ZIEL 1 :: Übertrage den Abschnitt der Seite zur Glücksspielautomatenabgabe wortgetreu, beginnend mit „IM NAMEN DER“ und weiter bis einschließlich „(B-VG) nicht zulässig.“.

──────── SEITE ────────

Glücksspielautomatenabgabe

Entscheidungstext

IM NAMEN DER REPUBLIK

Das Bundesfinanzgericht erkennt durch den Richter***Ri*** in der Beschwerdesache ***Bf1***, ***Bf1-Adr***, über die Beschwerde vom gegen den Bescheid des ***MA*** vom betreffend Glücksspielautomatenabgabe im Zeitraum Juni 2017 bis September 2017 für das Halten von fünf Spielapparaten an der Adresse ***1*** gemäß § 1 Wiener Glücksspielautomatenabgabegesetz zu Recht:

Die Beschwerde wird gemäß § 279 BAO als unbegründet abgewiesen.

Gegen dieses Erkenntnis ist eine Revision an den Verwaltungsgerichtshof nach Art. 133 Abs. 4 Bundes-Verfassungsgesetz (B-VG) nicht zulässig.

──────── GESPEICHERTE DATEN ────────

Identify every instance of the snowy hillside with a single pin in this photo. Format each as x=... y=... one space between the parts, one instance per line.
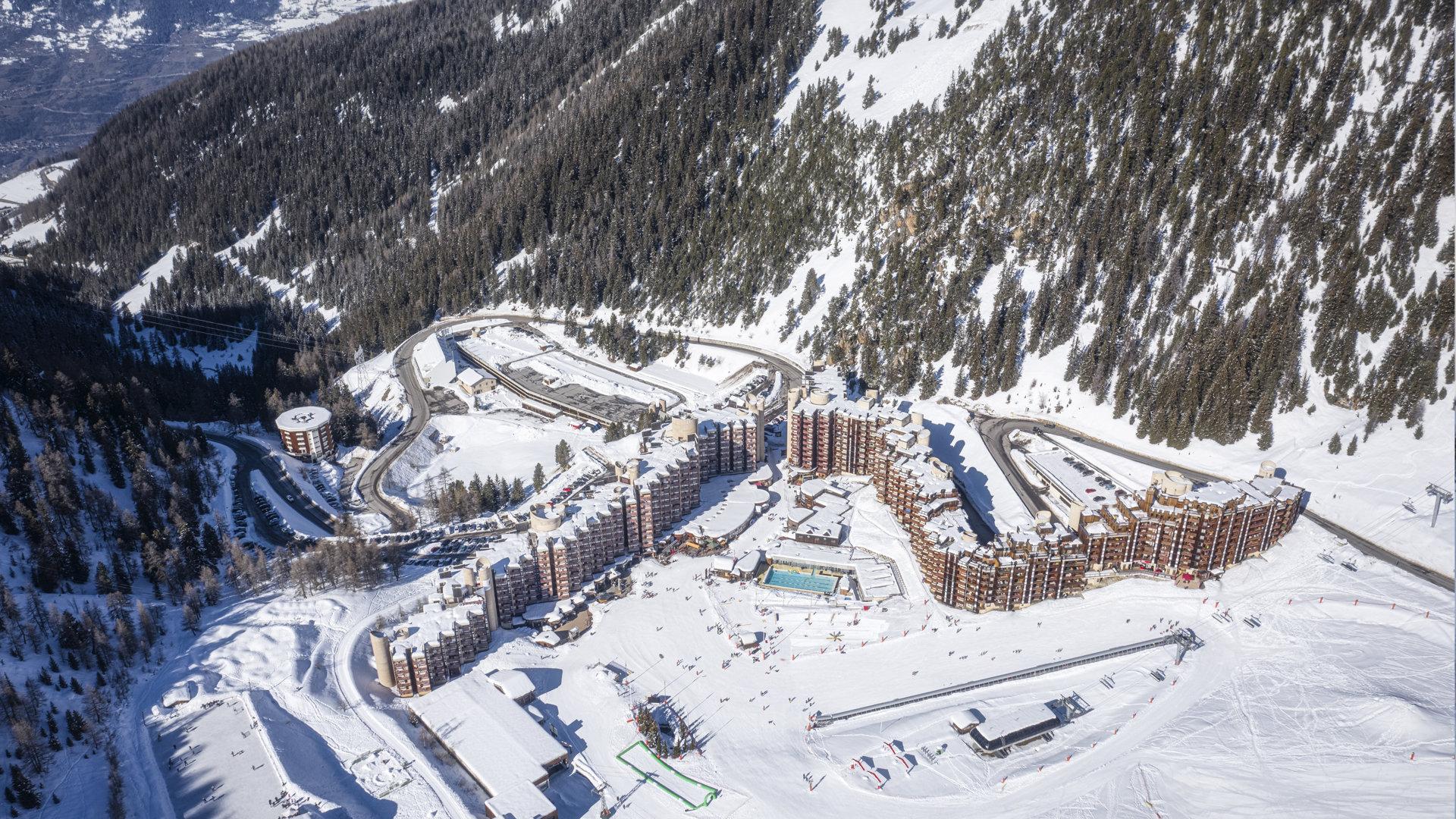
x=66 y=67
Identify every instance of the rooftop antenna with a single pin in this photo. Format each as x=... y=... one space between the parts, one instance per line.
x=1442 y=496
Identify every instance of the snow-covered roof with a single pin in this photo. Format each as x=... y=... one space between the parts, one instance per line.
x=433 y=362
x=832 y=558
x=513 y=684
x=965 y=720
x=748 y=563
x=303 y=419
x=1005 y=722
x=431 y=623
x=494 y=739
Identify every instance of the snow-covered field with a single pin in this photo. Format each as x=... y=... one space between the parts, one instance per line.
x=705 y=373
x=1313 y=713
x=507 y=444
x=31 y=186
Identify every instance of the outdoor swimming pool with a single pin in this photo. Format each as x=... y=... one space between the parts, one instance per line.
x=800 y=582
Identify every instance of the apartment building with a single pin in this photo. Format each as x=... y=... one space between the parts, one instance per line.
x=1172 y=526
x=431 y=646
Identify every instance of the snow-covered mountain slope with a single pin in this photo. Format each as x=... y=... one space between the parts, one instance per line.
x=66 y=67
x=1201 y=224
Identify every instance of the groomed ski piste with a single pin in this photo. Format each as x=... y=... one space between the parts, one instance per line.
x=653 y=768
x=1338 y=703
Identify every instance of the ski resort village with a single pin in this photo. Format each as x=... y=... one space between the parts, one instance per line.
x=728 y=409
x=736 y=583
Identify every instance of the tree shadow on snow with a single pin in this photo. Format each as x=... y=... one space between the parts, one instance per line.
x=970 y=480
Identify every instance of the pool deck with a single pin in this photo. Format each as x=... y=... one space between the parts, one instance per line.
x=810 y=583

────────

ZIEL 2 :: Gib die Zeilen der Datensätze als Markdown-Tabelle mit den Spalten „Nr.“ und „Zeile“ wieder, beginnend mit der Zeile mit „Identify every instance of the snow-covered mountain“ und weiter bis zum Ende der Datensätze, wobei leere Zeilen wegfallen.

ERWARTETE AUSGABE 1 ::
IM NAMEN DER REPUBLIK

Das Bundesfinanzgericht erkennt durch den Richter***Ri*** in der Beschwerdesache ***Bf1***, ***Bf1-Adr***, über die Beschwerde vom gegen den Bescheid des ***MA*** vom betreffend Glücksspielautomatenabgabe im Zeitraum Juni 2017 bis September 2017 für das Halten von fünf Spielapparaten an der Adresse ***1*** gemäß § 1 Wiener Glücksspielautomatenabgabegesetz zu Recht:

Die Beschwerde wird gemäß § 279 BAO als unbegründet abgewiesen.

Gegen dieses Erkenntnis ist eine Revision an den Verwaltungsgerichtshof nach Art. 133 Abs. 4 Bundes-Verfassungsgesetz (B-VG) nicht zulässig.

ERWARTETE AUSGABE 2 ::
| Nr. | Zeile |
|---|---|
| 1 | Identify every instance of the snow-covered mountain slope with a single pin in this photo. Format each as x=... y=... one space between the parts, one instance per line. |
| 2 | x=66 y=67 |
| 3 | x=1201 y=224 |
| 4 | Identify every instance of the groomed ski piste with a single pin in this photo. Format each as x=... y=... one space between the parts, one instance per line. |
| 5 | x=653 y=768 |
| 6 | x=1338 y=703 |
| 7 | Identify every instance of the ski resort village with a single pin in this photo. Format each as x=... y=... one space between the parts, one instance per line. |
| 8 | x=728 y=409 |
| 9 | x=736 y=583 |
| 10 | Identify every instance of the tree shadow on snow with a single pin in this photo. Format each as x=... y=... one space between the parts, one instance per line. |
| 11 | x=970 y=480 |
| 12 | Identify every instance of the pool deck with a single pin in this photo. Format each as x=... y=... one space between the parts, one instance per line. |
| 13 | x=810 y=583 |